» Dataset entries:
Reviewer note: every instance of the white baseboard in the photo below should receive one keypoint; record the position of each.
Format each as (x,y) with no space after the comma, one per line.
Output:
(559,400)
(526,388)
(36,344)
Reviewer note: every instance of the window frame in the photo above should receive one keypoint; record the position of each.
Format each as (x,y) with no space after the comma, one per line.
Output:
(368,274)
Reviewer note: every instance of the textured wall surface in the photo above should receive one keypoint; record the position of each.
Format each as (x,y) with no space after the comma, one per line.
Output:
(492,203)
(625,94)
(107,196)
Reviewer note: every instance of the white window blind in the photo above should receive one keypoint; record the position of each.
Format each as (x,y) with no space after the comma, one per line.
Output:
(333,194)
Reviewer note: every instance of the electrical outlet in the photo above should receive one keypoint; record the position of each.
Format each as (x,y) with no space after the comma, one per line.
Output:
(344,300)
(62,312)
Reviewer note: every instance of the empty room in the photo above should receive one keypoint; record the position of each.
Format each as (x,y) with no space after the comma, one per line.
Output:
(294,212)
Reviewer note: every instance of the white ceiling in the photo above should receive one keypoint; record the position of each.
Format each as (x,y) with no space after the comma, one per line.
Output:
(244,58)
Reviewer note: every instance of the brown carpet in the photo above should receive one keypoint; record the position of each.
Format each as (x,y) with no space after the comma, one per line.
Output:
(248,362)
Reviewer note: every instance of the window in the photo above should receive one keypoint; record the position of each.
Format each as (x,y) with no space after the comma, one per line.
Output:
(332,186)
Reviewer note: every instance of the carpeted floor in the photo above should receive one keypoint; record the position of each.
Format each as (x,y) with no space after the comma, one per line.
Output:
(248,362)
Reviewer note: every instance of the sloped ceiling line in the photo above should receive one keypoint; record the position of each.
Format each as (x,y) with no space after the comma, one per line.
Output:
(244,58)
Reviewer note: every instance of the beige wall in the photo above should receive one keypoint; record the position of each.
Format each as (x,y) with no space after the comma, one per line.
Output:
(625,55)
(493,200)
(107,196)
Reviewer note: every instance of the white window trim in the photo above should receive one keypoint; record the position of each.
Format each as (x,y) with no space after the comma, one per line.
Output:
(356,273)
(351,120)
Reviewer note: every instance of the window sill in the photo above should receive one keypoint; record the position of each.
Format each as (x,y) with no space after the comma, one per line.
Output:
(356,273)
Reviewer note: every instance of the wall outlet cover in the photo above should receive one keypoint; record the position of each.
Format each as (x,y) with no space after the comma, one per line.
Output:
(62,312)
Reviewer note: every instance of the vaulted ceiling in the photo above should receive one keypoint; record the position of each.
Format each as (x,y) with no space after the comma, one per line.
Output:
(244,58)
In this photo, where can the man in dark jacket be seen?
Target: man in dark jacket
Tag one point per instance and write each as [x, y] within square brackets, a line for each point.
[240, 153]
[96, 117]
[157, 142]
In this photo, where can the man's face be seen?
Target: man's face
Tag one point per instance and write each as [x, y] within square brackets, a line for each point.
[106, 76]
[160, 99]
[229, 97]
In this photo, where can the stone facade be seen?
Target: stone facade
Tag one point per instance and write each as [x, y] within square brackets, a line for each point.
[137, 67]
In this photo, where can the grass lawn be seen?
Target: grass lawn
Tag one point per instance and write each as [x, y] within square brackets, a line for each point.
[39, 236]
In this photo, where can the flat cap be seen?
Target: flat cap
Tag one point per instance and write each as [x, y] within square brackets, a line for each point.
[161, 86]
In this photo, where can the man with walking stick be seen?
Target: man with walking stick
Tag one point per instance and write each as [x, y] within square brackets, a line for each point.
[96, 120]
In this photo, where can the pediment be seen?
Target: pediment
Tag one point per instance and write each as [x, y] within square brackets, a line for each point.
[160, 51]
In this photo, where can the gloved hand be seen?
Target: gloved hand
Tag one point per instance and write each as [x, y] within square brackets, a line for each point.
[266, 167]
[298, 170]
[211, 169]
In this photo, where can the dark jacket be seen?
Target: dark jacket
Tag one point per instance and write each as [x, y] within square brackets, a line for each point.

» Your assignment:
Read the entries and select each line where the word "flat" is found.

» Solution for this exercise:
In this photo, where can the flat cap be seen?
Target: flat cap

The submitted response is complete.